_Quoted passage:_
** begin **

# How much to live in cyprus



## dojoman43 (Jan 12, 2011)

Sorry for the vagueness of the title. What I am asking is what would be considered enough to live on in Cyprus, I know everyones lifestyle is different but I was just looking for a ballpark figure. There will be my wife and me and we are looking to rent initially, I have allowed 500 euros per month for rent.


----------



## kimonas (Jul 19, 2008)

Hello and welcome,
This is a perrenial topic which has been discussed many times before - the consensus seems to be that you would need roughly the same as you would in the UK. Cyprus is certainly not a cheaper option, but at least it is sunnier (although having siad that it is pouring down here at the moment, and seems to have been for months - it has been a miserably cold winter and certainly our electricity bill has been painful the last two quaters)


----------



## Veronica (Apr 5, 2008)

kimonas said:


> Hello and welcome,
> This is a perrenial topic which has been discussed many times before - the consensus seems to be that you would need roughly the same as you would in the UK. Cyprus is certainly not a cheaper option, but at least it is sunnier (although having siad that it is pouring down here at the moment, and seems to have been for months - it has been a miserably cold winter and certainly our electricity bill has been painful the last two quaters)


We havn't had any rain for a couple of weeks at least Kimonas. The weather seems to have settled into nice sunny days here in the Paphos area
We did think we might get a spot of rain yesterday but the clouds just blew over us andthen the sun came out again:clap2::clap2::clap2:


----------



## zin (Oct 28, 2010)

Where in Cyprus? 500 euros should be more than enough in most places for upto a 2 bedroom.

kimonas, where in the UK? for 500 euros a month you might be able to find a hole in London to stay in.


----------



## Veronica (Apr 5, 2008)

500 euros would certainly be enough for a very nice 2 bedroom apartment or maybe even a townhouse in the Paphos area and the East coast. You would struggle in Limassol though.
As for other costs, a couple could have a nice life here for 15K per year providing you are not heavy smokers or drinkers. 
Of course if you want to go out for meals several times a week then you would need more but if you live as you would in the UK, cooking at home, shopping locally, not getting too obsessive about Uk branded products you would be ok on that.

Veronica


----------



## dojoman43 (Jan 12, 2011)

Hi, and thank you all for you replies, I really appreciate them. Presently my pension is just under £25000, neither of us smoke but we both like a glass of wine. We are looking at the east coast area but not we would be open to suggestions if the right property came along. We had planned to move in a couple of years but have decided to bring it forward for various reasons, hence all the questions


----------



## Veronica (Apr 5, 2008)

dojoman43 said:


> Hi, and thank you all for you replies, I really appreciate them. Presently my pension is just under £25000, neither of us smoke but we both like a glass of wine. We are looking at the east coast area but not we would be open to suggestions if the right property came along. We had planned to move in a couple of years but have decided to bring it forward for various reasons, hence all the questions


Hi dojoman. Have you been to Cyprus before? Why are you looking at the East Coast?

** end **

_Required work:_ Rewrite the part of the forum thread that begins at the words "500 euros would" and stops after "in Limassol though.", with "townhouse" changed to "villa". The entries after this come from a separate source, not from the forum thread.

_Listing:_

** begin **

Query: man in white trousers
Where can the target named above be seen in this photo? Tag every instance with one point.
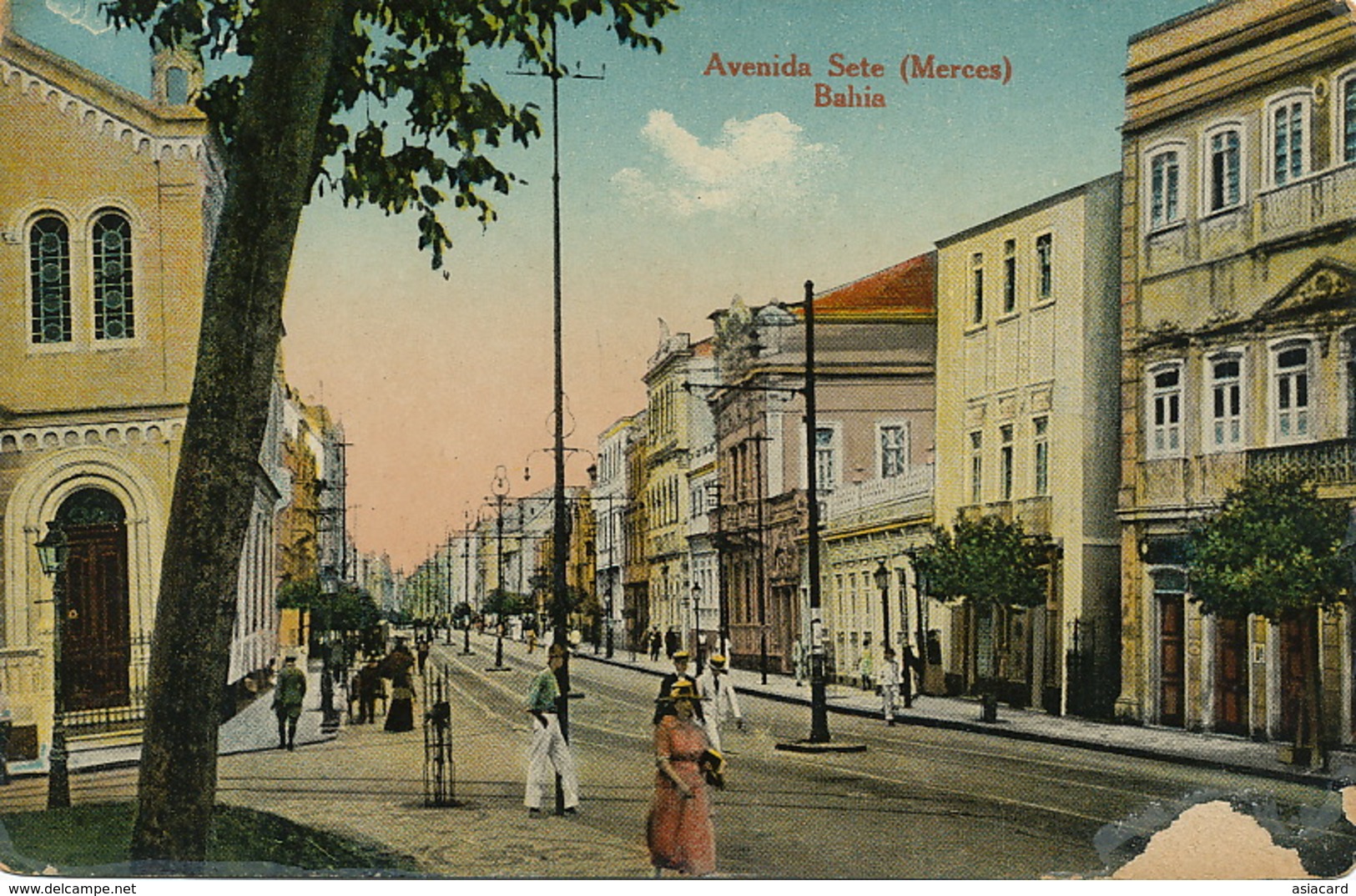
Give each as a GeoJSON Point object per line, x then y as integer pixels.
{"type": "Point", "coordinates": [715, 685]}
{"type": "Point", "coordinates": [548, 754]}
{"type": "Point", "coordinates": [890, 682]}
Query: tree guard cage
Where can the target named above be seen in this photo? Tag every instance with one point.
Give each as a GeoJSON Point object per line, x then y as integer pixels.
{"type": "Point", "coordinates": [440, 770]}
{"type": "Point", "coordinates": [1091, 685]}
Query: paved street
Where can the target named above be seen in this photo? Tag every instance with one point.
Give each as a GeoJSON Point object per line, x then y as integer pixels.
{"type": "Point", "coordinates": [921, 802]}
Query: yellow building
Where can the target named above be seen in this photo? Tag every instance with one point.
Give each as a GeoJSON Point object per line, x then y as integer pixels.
{"type": "Point", "coordinates": [108, 202]}
{"type": "Point", "coordinates": [1240, 336]}
{"type": "Point", "coordinates": [676, 419]}
{"type": "Point", "coordinates": [104, 204]}
{"type": "Point", "coordinates": [1026, 429]}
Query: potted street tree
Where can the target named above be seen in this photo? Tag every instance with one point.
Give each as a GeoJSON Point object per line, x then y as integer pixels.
{"type": "Point", "coordinates": [994, 566]}
{"type": "Point", "coordinates": [1279, 551]}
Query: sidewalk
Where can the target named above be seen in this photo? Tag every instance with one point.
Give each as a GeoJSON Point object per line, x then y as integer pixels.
{"type": "Point", "coordinates": [1147, 742]}
{"type": "Point", "coordinates": [253, 728]}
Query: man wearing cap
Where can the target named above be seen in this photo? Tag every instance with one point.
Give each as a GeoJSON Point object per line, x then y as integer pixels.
{"type": "Point", "coordinates": [548, 754]}
{"type": "Point", "coordinates": [288, 696]}
{"type": "Point", "coordinates": [715, 683]}
{"type": "Point", "coordinates": [663, 707]}
{"type": "Point", "coordinates": [890, 682]}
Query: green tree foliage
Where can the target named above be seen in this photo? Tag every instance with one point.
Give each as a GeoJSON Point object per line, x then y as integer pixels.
{"type": "Point", "coordinates": [349, 609]}
{"type": "Point", "coordinates": [1275, 548]}
{"type": "Point", "coordinates": [373, 98]}
{"type": "Point", "coordinates": [422, 138]}
{"type": "Point", "coordinates": [986, 560]}
{"type": "Point", "coordinates": [1278, 549]}
{"type": "Point", "coordinates": [503, 603]}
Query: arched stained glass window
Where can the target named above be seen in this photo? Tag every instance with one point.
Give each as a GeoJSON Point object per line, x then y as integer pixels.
{"type": "Point", "coordinates": [113, 318]}
{"type": "Point", "coordinates": [49, 270]}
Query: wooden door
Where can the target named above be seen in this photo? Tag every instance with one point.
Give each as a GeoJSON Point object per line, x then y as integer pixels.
{"type": "Point", "coordinates": [1291, 672]}
{"type": "Point", "coordinates": [1232, 675]}
{"type": "Point", "coordinates": [1172, 662]}
{"type": "Point", "coordinates": [95, 636]}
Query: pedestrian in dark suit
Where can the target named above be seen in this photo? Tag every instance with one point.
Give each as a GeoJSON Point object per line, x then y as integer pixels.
{"type": "Point", "coordinates": [369, 689]}
{"type": "Point", "coordinates": [288, 696]}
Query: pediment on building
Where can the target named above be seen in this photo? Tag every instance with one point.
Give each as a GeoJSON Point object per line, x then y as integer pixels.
{"type": "Point", "coordinates": [1325, 284]}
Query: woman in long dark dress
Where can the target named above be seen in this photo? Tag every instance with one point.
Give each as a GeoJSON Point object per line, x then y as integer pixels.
{"type": "Point", "coordinates": [678, 831]}
{"type": "Point", "coordinates": [397, 666]}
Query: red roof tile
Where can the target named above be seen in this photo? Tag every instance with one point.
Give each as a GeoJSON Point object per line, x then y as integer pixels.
{"type": "Point", "coordinates": [906, 288]}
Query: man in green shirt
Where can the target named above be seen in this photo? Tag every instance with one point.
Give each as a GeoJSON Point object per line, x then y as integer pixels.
{"type": "Point", "coordinates": [548, 754]}
{"type": "Point", "coordinates": [288, 696]}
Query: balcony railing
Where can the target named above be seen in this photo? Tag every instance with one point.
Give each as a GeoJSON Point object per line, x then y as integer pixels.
{"type": "Point", "coordinates": [917, 483]}
{"type": "Point", "coordinates": [1330, 462]}
{"type": "Point", "coordinates": [26, 678]}
{"type": "Point", "coordinates": [1308, 204]}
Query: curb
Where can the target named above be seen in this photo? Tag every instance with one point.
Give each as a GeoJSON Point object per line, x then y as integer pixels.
{"type": "Point", "coordinates": [996, 729]}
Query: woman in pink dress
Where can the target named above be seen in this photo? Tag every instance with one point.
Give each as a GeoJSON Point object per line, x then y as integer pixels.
{"type": "Point", "coordinates": [678, 830]}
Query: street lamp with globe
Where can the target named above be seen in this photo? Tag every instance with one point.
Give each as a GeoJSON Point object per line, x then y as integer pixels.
{"type": "Point", "coordinates": [53, 552]}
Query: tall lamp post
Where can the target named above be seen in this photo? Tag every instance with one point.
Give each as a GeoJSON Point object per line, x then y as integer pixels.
{"type": "Point", "coordinates": [882, 577]}
{"type": "Point", "coordinates": [819, 739]}
{"type": "Point", "coordinates": [499, 487]}
{"type": "Point", "coordinates": [53, 552]}
{"type": "Point", "coordinates": [696, 621]}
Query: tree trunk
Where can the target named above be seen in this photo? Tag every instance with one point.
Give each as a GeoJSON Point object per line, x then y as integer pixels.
{"type": "Point", "coordinates": [270, 169]}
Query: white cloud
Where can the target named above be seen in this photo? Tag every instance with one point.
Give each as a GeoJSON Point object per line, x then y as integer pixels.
{"type": "Point", "coordinates": [755, 167]}
{"type": "Point", "coordinates": [83, 13]}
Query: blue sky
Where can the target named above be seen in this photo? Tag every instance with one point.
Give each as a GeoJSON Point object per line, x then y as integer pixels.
{"type": "Point", "coordinates": [679, 191]}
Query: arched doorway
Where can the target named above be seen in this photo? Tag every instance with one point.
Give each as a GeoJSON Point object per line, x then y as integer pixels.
{"type": "Point", "coordinates": [97, 642]}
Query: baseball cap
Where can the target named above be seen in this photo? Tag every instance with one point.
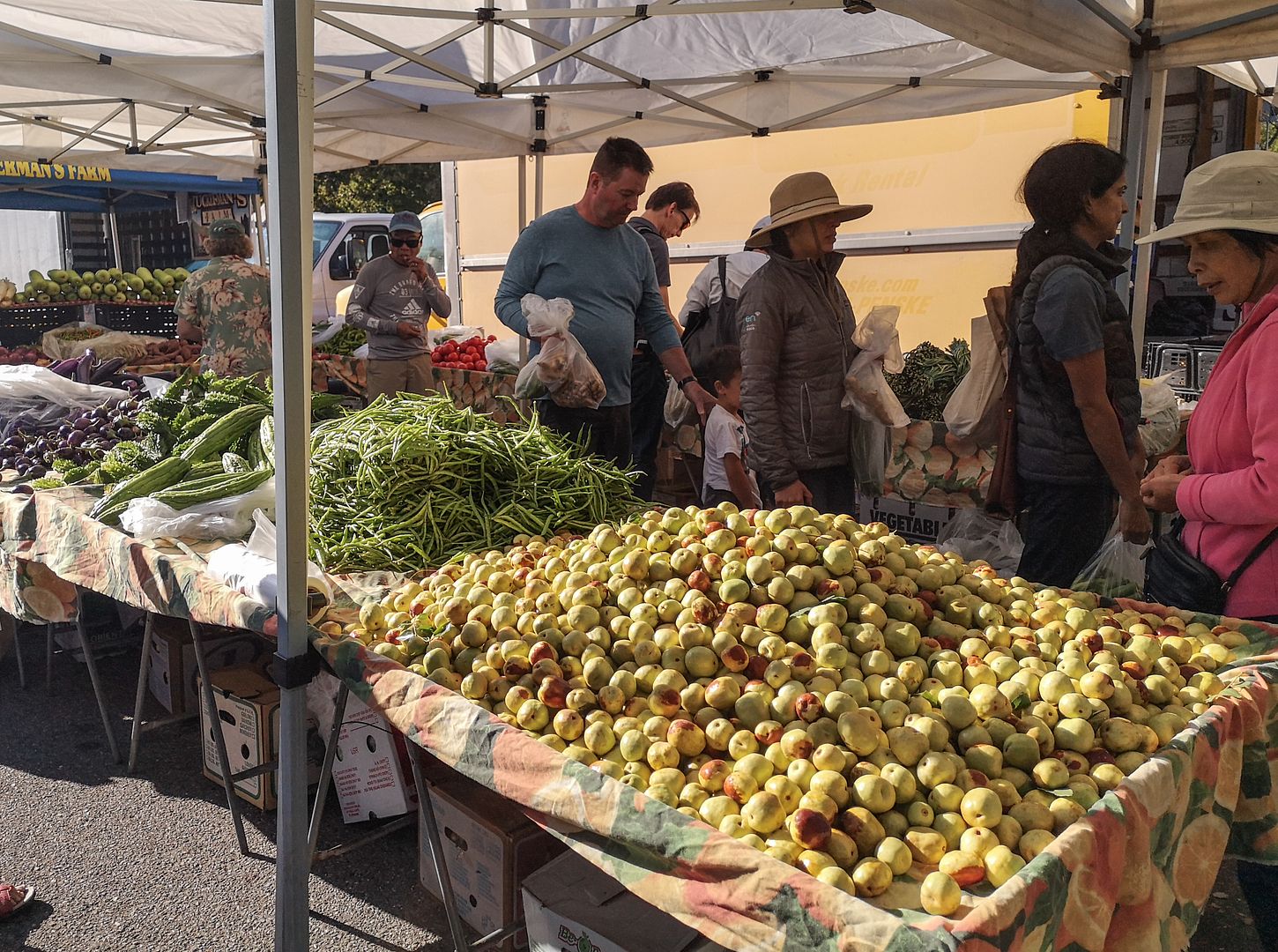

** end **

_Full response:_
500 euros would certainly be enough for a very nice 2 bedroom apartment or maybe even a villa in the Paphos area and the East coast. You would struggle in Limassol though.